> **The problem**
List each line of the records below that contains the string "license", copying every such line in full.

[Dataset entries]
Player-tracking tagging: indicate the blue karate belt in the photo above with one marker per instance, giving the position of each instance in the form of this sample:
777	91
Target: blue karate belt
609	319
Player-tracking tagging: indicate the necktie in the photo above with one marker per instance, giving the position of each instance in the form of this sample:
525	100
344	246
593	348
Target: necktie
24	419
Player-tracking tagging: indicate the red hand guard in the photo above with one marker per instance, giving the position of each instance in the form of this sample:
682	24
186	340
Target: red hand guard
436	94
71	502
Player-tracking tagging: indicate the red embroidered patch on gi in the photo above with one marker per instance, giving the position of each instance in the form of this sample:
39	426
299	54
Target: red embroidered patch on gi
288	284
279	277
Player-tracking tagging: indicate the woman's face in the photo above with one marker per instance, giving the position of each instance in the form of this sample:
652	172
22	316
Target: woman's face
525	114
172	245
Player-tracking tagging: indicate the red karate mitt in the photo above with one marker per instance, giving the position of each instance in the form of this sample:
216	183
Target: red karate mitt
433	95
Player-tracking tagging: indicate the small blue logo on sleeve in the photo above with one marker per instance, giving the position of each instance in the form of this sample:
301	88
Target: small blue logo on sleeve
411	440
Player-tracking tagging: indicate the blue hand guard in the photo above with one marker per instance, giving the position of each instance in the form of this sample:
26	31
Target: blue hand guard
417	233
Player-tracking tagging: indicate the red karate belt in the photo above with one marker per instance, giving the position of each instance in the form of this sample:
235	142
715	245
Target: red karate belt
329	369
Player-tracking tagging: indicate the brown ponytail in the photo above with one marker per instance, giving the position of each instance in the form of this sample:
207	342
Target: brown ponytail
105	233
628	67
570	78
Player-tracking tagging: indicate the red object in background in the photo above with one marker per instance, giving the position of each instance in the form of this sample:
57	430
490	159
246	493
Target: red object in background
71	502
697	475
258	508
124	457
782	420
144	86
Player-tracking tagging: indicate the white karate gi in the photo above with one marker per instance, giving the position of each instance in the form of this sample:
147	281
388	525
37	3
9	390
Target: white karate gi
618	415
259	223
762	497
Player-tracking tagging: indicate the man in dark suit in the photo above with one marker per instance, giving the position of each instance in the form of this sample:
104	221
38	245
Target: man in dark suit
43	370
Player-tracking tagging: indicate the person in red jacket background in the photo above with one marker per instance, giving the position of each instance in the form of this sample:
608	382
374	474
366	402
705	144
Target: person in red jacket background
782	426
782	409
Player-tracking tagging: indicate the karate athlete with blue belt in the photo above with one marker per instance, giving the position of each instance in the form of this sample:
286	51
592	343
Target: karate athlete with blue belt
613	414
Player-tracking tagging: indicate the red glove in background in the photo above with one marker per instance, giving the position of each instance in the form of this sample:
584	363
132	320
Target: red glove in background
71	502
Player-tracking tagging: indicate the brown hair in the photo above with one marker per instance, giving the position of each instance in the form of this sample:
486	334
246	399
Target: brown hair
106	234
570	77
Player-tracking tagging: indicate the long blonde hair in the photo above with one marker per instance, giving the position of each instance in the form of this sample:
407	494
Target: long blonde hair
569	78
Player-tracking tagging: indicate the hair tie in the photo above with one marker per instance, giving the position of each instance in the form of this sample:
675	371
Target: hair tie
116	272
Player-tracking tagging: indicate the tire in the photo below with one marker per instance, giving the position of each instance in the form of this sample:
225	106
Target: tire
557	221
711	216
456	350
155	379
==
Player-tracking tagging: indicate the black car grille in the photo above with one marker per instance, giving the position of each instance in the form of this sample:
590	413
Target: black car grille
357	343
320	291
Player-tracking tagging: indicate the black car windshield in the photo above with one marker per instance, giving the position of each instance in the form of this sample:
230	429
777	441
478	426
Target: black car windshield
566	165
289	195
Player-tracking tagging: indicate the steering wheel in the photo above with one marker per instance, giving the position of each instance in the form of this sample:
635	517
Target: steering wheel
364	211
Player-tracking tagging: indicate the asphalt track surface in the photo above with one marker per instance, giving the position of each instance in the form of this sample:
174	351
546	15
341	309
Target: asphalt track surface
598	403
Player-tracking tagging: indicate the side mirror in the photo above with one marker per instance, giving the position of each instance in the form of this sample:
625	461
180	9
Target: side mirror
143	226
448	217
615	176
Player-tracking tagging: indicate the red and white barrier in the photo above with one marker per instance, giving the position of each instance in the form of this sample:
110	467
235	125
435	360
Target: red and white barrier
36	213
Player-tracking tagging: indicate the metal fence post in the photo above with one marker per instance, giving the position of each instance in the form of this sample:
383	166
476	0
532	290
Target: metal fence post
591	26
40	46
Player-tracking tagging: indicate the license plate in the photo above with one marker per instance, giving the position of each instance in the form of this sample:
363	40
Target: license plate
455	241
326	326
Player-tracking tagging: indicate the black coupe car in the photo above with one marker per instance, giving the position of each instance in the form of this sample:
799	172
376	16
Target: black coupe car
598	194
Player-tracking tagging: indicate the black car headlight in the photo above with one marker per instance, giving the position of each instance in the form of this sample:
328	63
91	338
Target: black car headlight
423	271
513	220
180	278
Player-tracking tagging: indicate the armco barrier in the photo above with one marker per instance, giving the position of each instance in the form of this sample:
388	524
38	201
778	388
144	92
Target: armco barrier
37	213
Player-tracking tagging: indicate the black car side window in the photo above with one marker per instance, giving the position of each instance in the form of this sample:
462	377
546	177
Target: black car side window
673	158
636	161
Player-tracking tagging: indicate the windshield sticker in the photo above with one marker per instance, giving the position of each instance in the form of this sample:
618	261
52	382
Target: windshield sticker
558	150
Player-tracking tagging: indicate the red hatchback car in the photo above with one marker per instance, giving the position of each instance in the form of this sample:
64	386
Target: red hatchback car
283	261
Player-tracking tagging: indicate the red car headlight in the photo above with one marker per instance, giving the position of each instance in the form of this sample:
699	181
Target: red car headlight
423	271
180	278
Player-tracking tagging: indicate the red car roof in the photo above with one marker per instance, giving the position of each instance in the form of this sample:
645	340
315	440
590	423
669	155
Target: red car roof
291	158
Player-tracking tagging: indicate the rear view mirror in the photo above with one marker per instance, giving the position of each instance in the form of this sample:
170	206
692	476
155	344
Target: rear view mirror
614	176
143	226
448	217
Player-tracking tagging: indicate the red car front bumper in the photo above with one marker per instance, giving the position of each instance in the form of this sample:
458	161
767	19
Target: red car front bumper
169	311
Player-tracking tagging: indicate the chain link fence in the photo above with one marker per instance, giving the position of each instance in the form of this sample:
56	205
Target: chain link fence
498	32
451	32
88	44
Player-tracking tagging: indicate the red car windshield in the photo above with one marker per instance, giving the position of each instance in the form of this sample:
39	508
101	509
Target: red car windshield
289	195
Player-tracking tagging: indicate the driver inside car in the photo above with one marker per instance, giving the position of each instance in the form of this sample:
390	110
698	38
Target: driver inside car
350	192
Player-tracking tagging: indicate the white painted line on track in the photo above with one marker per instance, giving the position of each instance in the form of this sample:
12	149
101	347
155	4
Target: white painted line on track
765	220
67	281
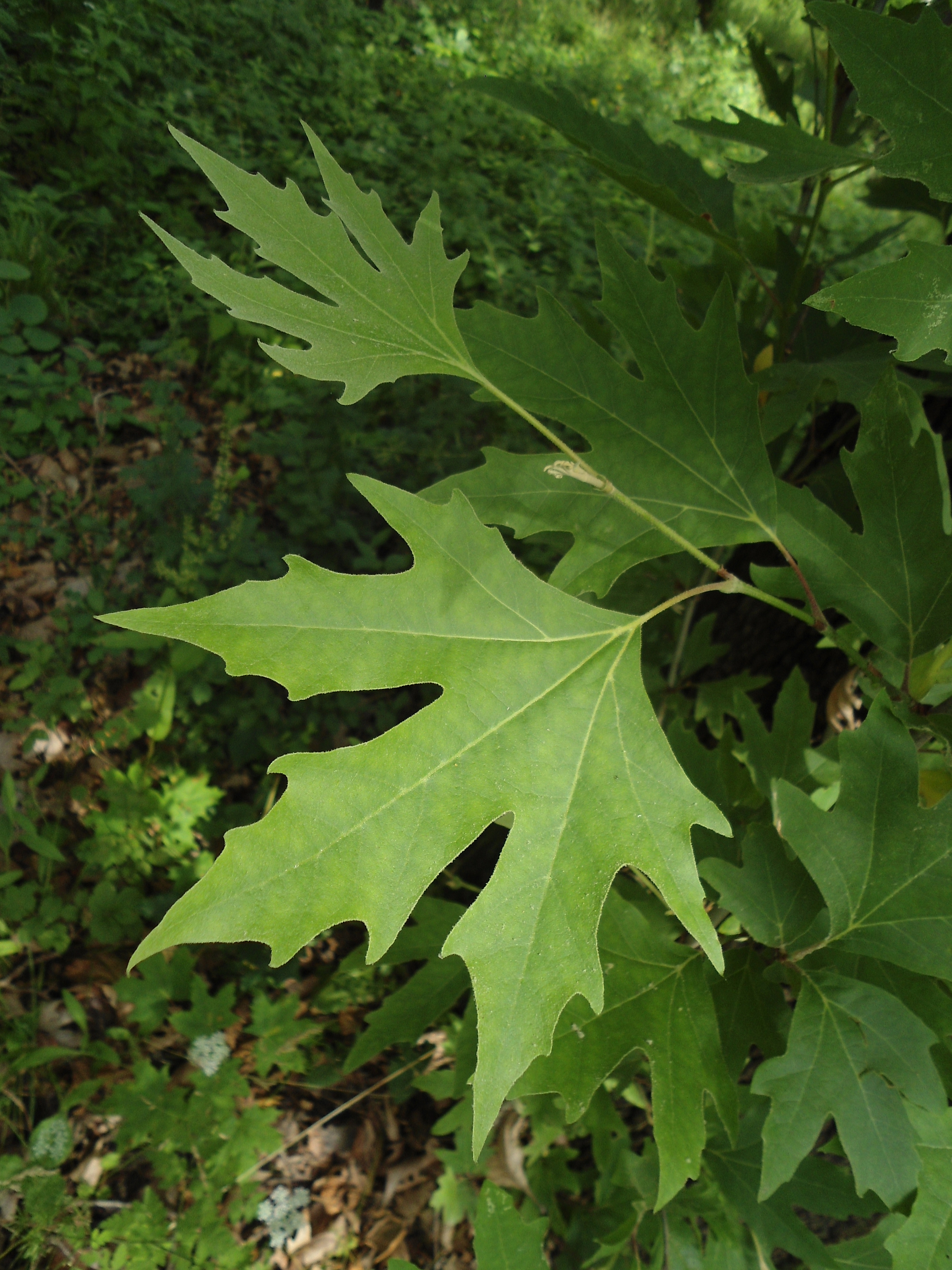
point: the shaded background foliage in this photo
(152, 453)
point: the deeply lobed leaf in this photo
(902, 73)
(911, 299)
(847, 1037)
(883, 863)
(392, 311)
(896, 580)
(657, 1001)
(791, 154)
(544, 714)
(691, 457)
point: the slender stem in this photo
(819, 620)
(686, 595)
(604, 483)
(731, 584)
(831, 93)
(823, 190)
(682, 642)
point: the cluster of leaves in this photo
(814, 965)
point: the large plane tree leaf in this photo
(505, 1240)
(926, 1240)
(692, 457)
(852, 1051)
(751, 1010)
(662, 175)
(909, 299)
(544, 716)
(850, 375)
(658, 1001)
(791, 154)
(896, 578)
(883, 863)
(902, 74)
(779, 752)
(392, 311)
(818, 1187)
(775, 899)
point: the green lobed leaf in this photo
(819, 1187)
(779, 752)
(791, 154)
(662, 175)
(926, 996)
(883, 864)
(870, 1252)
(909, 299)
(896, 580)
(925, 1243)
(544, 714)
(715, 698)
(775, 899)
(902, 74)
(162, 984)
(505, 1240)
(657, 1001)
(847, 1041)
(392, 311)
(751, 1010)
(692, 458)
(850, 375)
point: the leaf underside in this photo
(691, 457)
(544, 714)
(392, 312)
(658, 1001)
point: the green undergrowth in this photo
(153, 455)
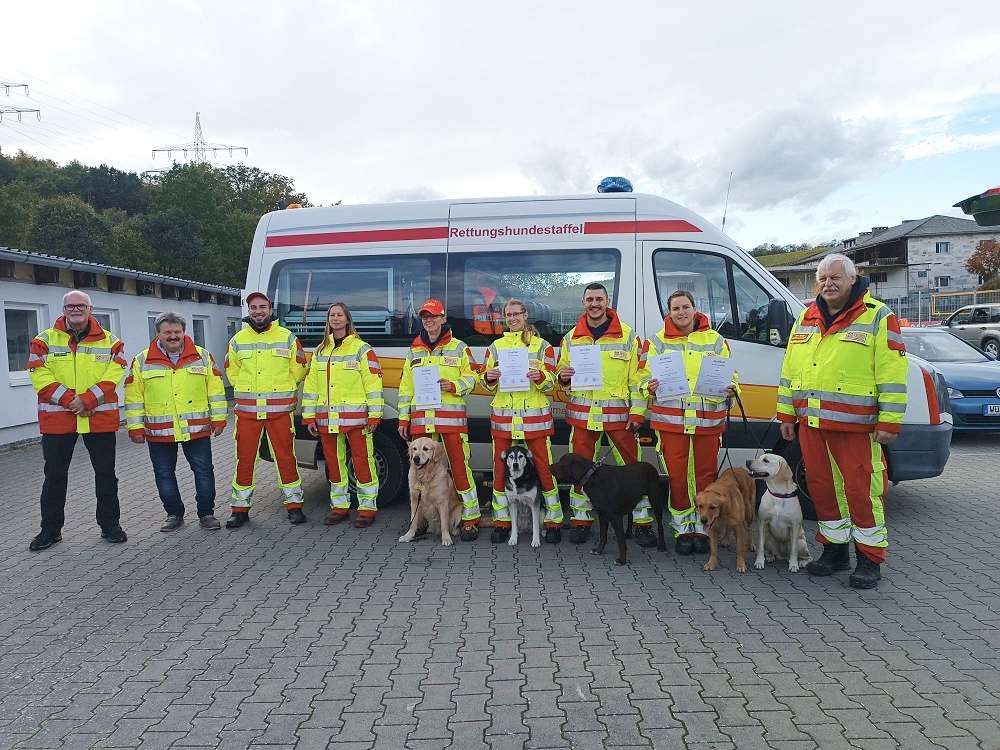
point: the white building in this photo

> **Written answer**
Player-tracking tagging: indicate the license plate in the photo above with one marker per instance, giving the position of each instance in the form of this sample:
Target: license plate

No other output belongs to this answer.